Start of SUPPLIED MATERIAL

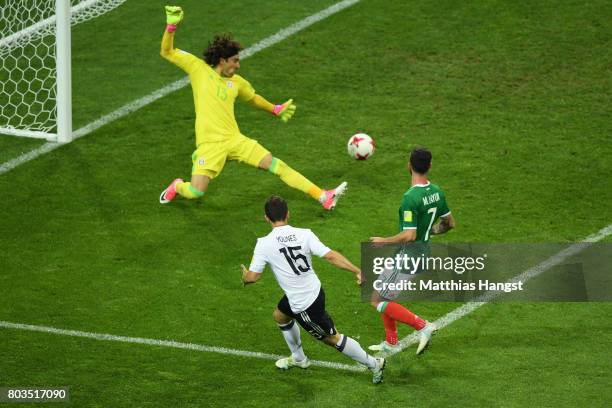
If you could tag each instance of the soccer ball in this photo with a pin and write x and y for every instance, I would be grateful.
(361, 146)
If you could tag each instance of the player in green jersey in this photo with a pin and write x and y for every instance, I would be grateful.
(422, 205)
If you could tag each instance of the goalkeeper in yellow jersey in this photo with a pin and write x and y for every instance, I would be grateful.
(215, 88)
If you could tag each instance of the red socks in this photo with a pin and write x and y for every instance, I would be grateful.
(398, 312)
(390, 329)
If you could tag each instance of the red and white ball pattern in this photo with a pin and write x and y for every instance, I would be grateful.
(361, 146)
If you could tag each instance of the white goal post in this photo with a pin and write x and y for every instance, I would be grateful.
(35, 67)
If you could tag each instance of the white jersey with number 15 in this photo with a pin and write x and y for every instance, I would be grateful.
(288, 251)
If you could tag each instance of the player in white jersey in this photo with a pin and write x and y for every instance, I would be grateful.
(288, 251)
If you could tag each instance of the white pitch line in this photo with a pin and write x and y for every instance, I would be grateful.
(169, 343)
(160, 93)
(530, 273)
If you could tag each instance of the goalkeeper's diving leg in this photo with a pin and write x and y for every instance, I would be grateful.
(190, 189)
(328, 198)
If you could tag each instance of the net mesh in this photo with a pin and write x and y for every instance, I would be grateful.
(27, 59)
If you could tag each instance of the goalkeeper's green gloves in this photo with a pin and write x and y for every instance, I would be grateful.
(284, 111)
(174, 15)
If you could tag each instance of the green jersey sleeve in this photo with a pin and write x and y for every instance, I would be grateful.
(245, 89)
(186, 61)
(443, 206)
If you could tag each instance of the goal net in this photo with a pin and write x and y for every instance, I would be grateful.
(35, 91)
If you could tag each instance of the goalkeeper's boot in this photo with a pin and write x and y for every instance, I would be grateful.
(425, 336)
(288, 362)
(386, 348)
(378, 369)
(332, 196)
(169, 193)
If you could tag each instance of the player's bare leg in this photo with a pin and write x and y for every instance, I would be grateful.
(291, 333)
(328, 198)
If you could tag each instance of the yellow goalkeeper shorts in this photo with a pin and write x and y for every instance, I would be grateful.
(210, 157)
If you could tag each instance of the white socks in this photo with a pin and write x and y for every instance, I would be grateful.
(352, 349)
(291, 333)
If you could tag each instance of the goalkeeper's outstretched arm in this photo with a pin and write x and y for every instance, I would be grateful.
(284, 111)
(174, 15)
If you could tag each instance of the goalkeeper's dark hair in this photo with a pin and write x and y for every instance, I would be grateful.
(276, 209)
(222, 46)
(420, 160)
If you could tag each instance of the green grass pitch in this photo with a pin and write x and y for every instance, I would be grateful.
(514, 100)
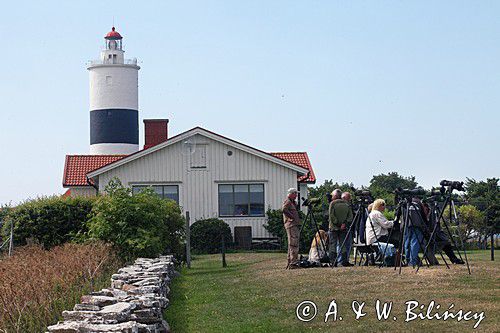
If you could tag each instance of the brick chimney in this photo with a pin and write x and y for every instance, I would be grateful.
(155, 132)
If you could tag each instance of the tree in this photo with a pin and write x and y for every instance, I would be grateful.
(472, 221)
(485, 196)
(138, 225)
(50, 221)
(383, 186)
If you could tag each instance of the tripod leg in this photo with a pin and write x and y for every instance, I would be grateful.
(345, 240)
(461, 240)
(402, 240)
(448, 200)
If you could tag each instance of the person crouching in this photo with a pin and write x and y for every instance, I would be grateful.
(291, 221)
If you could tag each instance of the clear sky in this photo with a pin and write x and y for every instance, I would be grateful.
(365, 87)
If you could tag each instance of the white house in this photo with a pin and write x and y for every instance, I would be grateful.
(208, 174)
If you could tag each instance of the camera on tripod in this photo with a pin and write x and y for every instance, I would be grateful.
(407, 194)
(310, 202)
(364, 196)
(453, 185)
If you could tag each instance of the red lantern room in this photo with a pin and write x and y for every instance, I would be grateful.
(113, 40)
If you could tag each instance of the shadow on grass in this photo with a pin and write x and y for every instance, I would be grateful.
(178, 313)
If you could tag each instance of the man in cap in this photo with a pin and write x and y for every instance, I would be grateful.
(346, 196)
(291, 222)
(340, 217)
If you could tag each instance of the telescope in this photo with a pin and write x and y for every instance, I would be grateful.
(413, 192)
(453, 184)
(361, 193)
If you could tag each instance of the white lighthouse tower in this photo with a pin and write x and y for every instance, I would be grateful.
(114, 115)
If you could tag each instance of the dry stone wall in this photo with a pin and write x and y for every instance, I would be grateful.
(133, 304)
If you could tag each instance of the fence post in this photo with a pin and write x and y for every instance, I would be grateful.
(223, 249)
(188, 242)
(11, 241)
(492, 246)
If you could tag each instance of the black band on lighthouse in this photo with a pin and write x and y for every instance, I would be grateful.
(114, 126)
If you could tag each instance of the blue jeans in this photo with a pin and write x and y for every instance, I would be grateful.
(413, 238)
(347, 247)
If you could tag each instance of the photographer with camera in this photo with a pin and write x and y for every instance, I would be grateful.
(377, 226)
(340, 218)
(291, 221)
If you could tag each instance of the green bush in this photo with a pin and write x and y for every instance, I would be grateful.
(206, 235)
(50, 221)
(277, 229)
(138, 225)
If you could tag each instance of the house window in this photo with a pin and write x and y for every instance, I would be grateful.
(199, 157)
(163, 191)
(241, 200)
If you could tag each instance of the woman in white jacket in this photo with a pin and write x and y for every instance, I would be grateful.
(377, 226)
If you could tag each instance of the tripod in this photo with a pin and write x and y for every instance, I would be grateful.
(432, 238)
(452, 213)
(360, 216)
(407, 205)
(309, 219)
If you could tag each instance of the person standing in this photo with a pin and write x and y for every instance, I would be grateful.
(291, 221)
(346, 196)
(340, 217)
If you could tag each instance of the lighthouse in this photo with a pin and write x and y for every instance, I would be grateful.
(114, 100)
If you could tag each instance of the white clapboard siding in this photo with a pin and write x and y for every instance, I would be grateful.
(82, 191)
(198, 188)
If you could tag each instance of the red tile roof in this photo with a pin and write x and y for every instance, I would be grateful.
(301, 159)
(76, 167)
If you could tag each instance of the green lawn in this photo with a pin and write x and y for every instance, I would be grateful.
(255, 294)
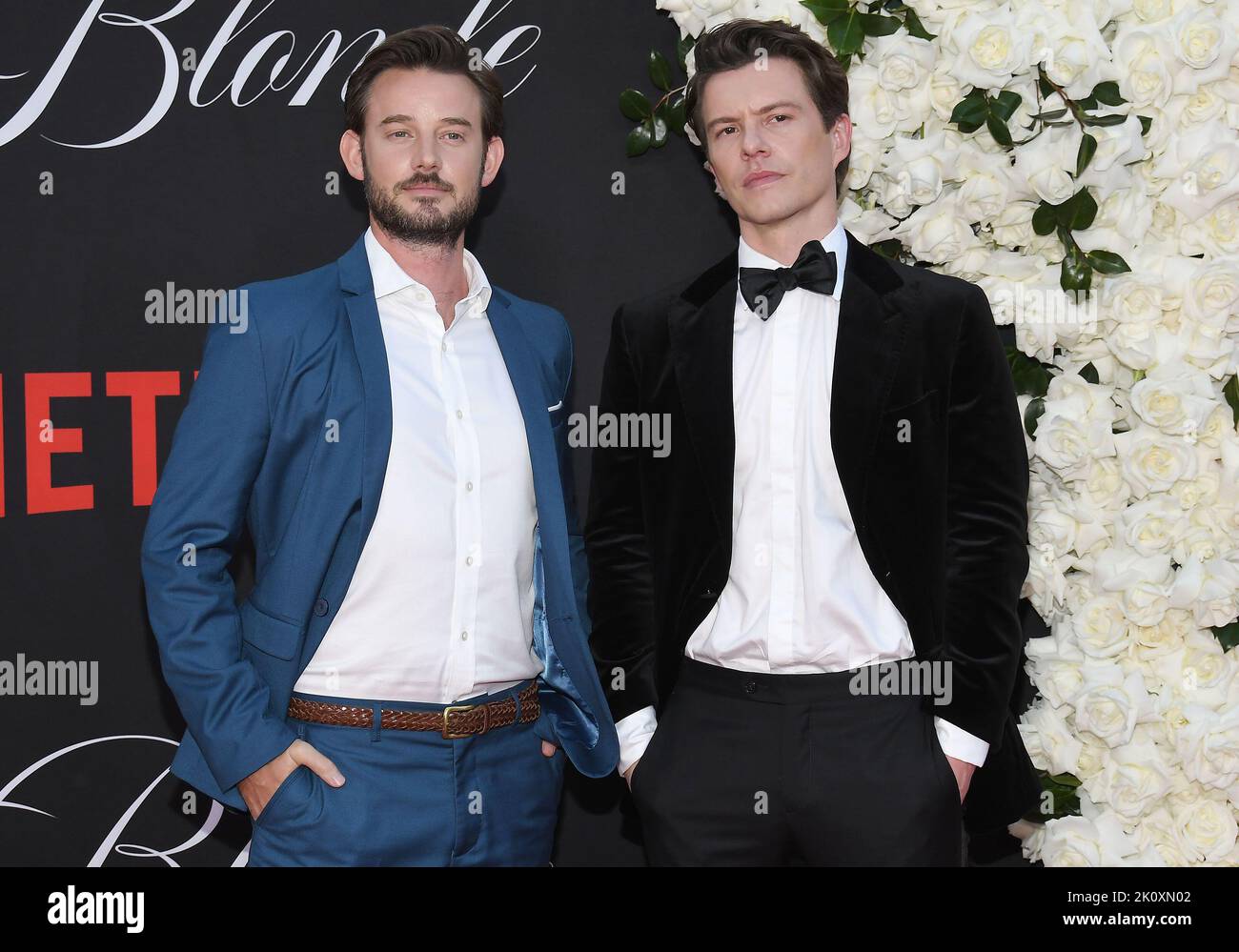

End of SUPPLIED MATERIAL

» WORK REQUEST: Every entry, word for word, should be given again; the pictures are not part of the copy.

» RESPONSE:
If you could tag each instance of the soccer ball in this photo with a pin and write x and y for every instance, I would be grateful.
(361, 146)
If you could tag each instance of the player in green jersey in this photo with a pin and write x and y for every instance, I would be grateful.
(422, 205)
If you could tag each instance of the goalkeeper in yellow jersey in this photo with a pin and write x and y for every instance, I would be grateful.
(215, 88)
If you could tag each instance of the red socks in this photo with a pin and write x and y for every instance, I would be grateful.
(398, 312)
(390, 329)
If you could tag each instance of the red and white ball pattern in this photo with a pin and write x and y for every instance, I would be grateful.
(361, 146)
If you could tag each instance of the white goal post in this photo with a pin and write x and y for every instance, I would be grateful.
(35, 67)
If you could tag each instance of the white jersey with number 15 in this photo with a pin and write x and y for every instance, I would be grateful.
(288, 251)
If you could tag each instance of the player in white jersey in this photo with a pin and write x and y for every instance, I would be grateful.
(288, 251)
If you could tag each instance of the white pitch line in this photo with a pin and write x and y for every instance, I would be grateful.
(169, 343)
(160, 93)
(530, 273)
If you could tag each instance of the goalkeeper's diving leg in this photo with a pin and write x and y for every instance, I would be grateful.
(190, 189)
(328, 198)
If you could tag each instance of the net mesh in this photo with a pin and write x and y for every instance, I would be grateful.
(27, 59)
If you could tag each instance of the goalkeeper's green gloves in this photo with a pin and write x and y for every instance, I would be grateful.
(284, 111)
(174, 15)
If you could tag each instance of the green jersey sleeve in this photo with a pin and write x and y for every instance, I would be grateful.
(245, 89)
(186, 61)
(443, 206)
If you could tag each instance of the goal net in this photo with a pin and write x and y for every instance, I would be grateful.
(35, 91)
If you could tag each instance of the goalkeeper's boot in this photo with a pin and write x and y for every instance, I would be grateful.
(425, 336)
(288, 362)
(386, 348)
(378, 369)
(332, 196)
(169, 193)
If you could tag each instance of the player's bare leg in this photo with a pin and write x and y for every instance, I would be grateful.
(291, 333)
(328, 198)
If you could tag each instance of the yellow goalkeeper shorts in this photo with a pin and write x and y for every instance, I would be grateful.
(210, 157)
If you could tag each instance of the white socks in this photo with a pin and write x and y for every instance, I would be grateful.
(352, 349)
(291, 333)
If you could tag each instance of the goalkeeper's outstretched arm in this photo with a pin and write x and y for every instance, I would be grateful.
(284, 111)
(174, 15)
If you could tag each instance of the goalkeeper's dark hair in this photo with a pin and write x and y for every instance, I would be grateful.
(276, 209)
(222, 46)
(420, 160)
If you could tag each instance of the green grass pitch in this photo with a pin and write x and y for every instance, I would be grateful.
(514, 100)
If you could tag each instance of the brick chimney in this photo with a pin and write x and y for every instance, I would be grateful.
(155, 132)
If you could tag each instance of the tree in this photo with a pin and write x and y for every instance, I would be grateful.
(472, 221)
(485, 196)
(138, 225)
(50, 221)
(383, 186)
If you could tag each instance of the tripod leg in this photo with a pin and write x and y for every instance, I would be grateful.
(345, 240)
(461, 240)
(402, 240)
(448, 200)
If you could tag each instance of the person crouching in this photo with a pin and write x and y for every instance, I would be grateful.
(291, 221)
If you could tag each instance of the clear sky in this photo with a pin and write x and y for every instance, I would be grateful.
(365, 87)
If you could tag each instance of the white house in this photo with a pin and write x and y for every instance, I would be grateful.
(208, 174)
If you could tag each instance of the camera on tripod in this photo with a pin and write x and y for every instance, I would be grateful.
(407, 194)
(310, 202)
(364, 196)
(453, 185)
If you could tag each instance of the red lantern room in this photo with a pin and write x and y for every instance, I would be grateful.
(113, 40)
If you could tag each instance of the shadow on grass in this photo with a pin and write x and y for every instance, I would be grateful.
(178, 313)
If you could tag each instance of the man in cap in this photo with a pin and write x and y for every instance, I would be grateful.
(346, 196)
(291, 222)
(340, 217)
If you could tag each instance of the telescope in this photo with a pin and write x and y for every instance, I would be grateful.
(413, 192)
(453, 184)
(361, 193)
If you could tag each instance of the white lighthouse tower in this photo with a pin and write x and y for every instance, I would be grateful.
(114, 115)
If you could tag each instance of the dry stone wall in this photo with a pin and write x and y for every instance, I would be grateful.
(133, 304)
If you could tag each instance of the fence post in this photo with a pin and write x and y for every instance, I would be grateful.
(223, 249)
(188, 242)
(11, 241)
(492, 246)
If you could tag each instance of the black band on lighthouse in this photo with a pin and write x and y for every instance, I would be grateful.
(114, 126)
If you could tag each instance of the blue jeans in this photo with a pin and write x and y for every instance, I would be grateful.
(413, 238)
(347, 247)
If you could tag each instance of the photographer with camera in this photo with a pin and write x and y for every instance, I would be grateful.
(377, 226)
(340, 218)
(291, 221)
If you could tag each instance of the green bush in this photo with a pin and write x and y for every instance, I would be grateful.
(206, 235)
(50, 221)
(277, 229)
(138, 225)
If you could tag each instance of the house window in this photo with a pin and write x and y for every instance, I would be grateful.
(199, 157)
(163, 191)
(241, 200)
If you could tag each instance of the woman in white jacket in this photo with a pin and write x and y for every instance, I would be grateful.
(377, 226)
If you could tag each instance of the tripod in this photo with a pin and write x and y for every instance, I would be grateful.
(432, 238)
(452, 213)
(360, 216)
(407, 205)
(309, 219)
If you could tag each instance of the person standing in this photo with a pin and write x and y for every instance, I would be grateful.
(291, 221)
(346, 196)
(340, 217)
If you could tag each instance of the lighthouse in this photo with a pin and write x and y for every instance, I would be grateful.
(114, 100)
If you could tag each instance of the white clapboard siding in this photo with a pin and write x and y for every instance, I would be grateful.
(82, 191)
(198, 188)
If you could tag each instance of the red tile roof in this photo with a pin and write x and y for every instance, I would be grateful.
(301, 159)
(76, 167)
If you could tag each instance of the green lawn in this photo with a pin and write x and y for every instance, I would be grateful.
(255, 294)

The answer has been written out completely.